_TASK OBJECTIVE_:
Copy the data below word for word, from the line containing "Presence check: is any warbler" through the line containing "0;2;848;663", including both of those lines.

_STORED ROWS_:
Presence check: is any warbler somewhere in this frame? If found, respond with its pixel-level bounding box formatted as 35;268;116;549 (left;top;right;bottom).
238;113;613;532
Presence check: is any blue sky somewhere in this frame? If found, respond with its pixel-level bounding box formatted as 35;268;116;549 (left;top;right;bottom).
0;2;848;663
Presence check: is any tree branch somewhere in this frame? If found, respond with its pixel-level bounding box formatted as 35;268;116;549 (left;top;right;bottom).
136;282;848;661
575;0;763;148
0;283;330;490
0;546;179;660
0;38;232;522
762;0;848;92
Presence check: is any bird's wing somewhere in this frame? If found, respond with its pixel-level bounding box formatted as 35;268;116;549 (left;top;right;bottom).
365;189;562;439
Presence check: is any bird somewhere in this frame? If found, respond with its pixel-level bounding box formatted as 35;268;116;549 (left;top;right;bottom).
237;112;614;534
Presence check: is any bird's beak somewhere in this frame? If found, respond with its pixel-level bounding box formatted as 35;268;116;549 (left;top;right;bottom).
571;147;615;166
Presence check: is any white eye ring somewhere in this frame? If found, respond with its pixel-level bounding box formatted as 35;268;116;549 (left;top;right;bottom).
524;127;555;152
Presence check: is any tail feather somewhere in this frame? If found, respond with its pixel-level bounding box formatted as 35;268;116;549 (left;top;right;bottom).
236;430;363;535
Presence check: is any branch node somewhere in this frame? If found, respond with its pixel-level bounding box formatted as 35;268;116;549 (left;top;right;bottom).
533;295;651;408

...

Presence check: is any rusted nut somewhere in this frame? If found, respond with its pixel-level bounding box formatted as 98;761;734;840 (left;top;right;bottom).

* * *

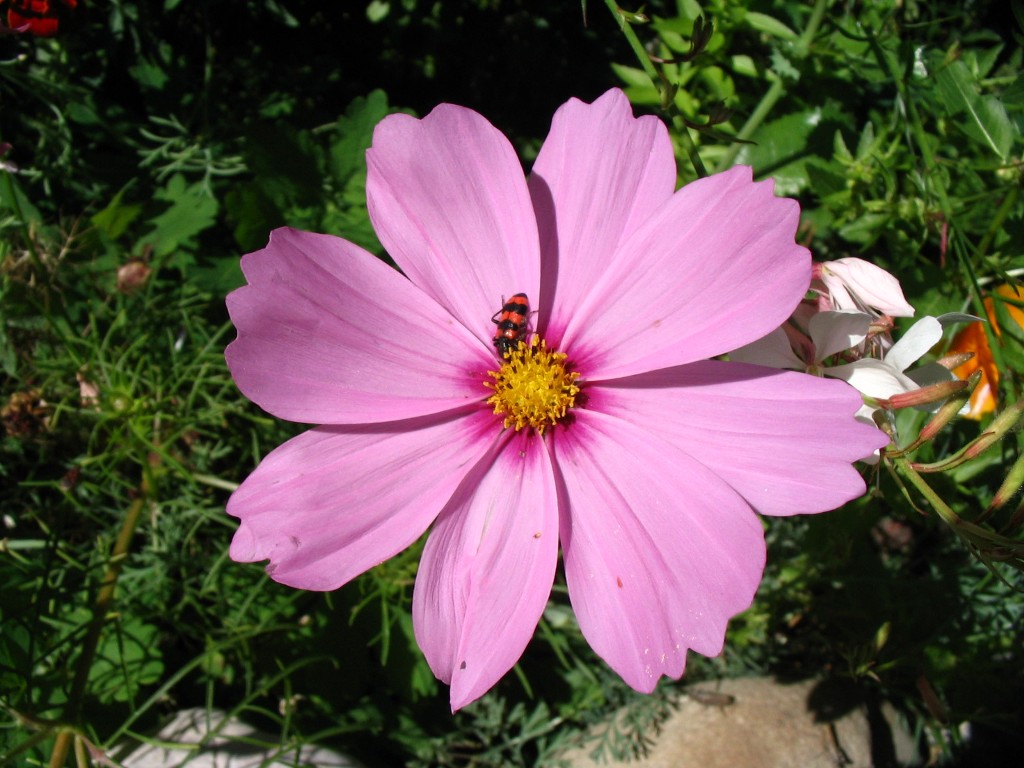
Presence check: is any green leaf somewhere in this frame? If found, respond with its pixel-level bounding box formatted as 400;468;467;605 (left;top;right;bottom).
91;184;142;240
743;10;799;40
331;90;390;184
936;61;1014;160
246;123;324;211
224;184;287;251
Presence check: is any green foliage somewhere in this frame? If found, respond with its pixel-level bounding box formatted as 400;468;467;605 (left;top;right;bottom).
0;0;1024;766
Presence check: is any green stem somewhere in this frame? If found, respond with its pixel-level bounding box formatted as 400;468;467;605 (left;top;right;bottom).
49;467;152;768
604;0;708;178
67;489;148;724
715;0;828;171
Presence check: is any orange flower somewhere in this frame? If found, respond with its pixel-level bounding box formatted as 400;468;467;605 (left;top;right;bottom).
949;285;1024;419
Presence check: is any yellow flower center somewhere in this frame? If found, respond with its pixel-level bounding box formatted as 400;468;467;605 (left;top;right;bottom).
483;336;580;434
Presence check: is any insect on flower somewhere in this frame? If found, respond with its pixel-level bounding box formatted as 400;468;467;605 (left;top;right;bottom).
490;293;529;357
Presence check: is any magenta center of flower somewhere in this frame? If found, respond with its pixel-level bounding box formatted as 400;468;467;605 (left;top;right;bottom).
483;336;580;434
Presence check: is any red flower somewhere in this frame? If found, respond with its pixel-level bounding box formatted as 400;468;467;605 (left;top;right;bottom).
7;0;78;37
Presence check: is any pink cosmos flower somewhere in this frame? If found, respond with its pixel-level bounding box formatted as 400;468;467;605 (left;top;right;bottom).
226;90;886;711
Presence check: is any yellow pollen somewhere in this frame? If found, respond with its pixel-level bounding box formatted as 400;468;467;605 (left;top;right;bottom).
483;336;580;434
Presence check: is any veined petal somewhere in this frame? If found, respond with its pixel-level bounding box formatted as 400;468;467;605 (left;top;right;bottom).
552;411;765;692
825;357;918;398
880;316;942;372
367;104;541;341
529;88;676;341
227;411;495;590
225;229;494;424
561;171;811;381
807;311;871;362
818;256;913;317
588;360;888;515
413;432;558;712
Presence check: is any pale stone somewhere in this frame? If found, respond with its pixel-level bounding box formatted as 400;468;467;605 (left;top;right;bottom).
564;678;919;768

_WRITTEN ANSWER_:
Presence check: is any warbler somewhere in this frame? If found, respond with its pixel-level bounding box formatted as 35;268;116;549 (left;top;right;bottom).
238;113;613;532
Presence check: is any blue sky somewhere in this frame? If found, respond with its pixel-level bounding box formatted as 35;268;116;549 (left;top;right;bottom).
0;2;848;663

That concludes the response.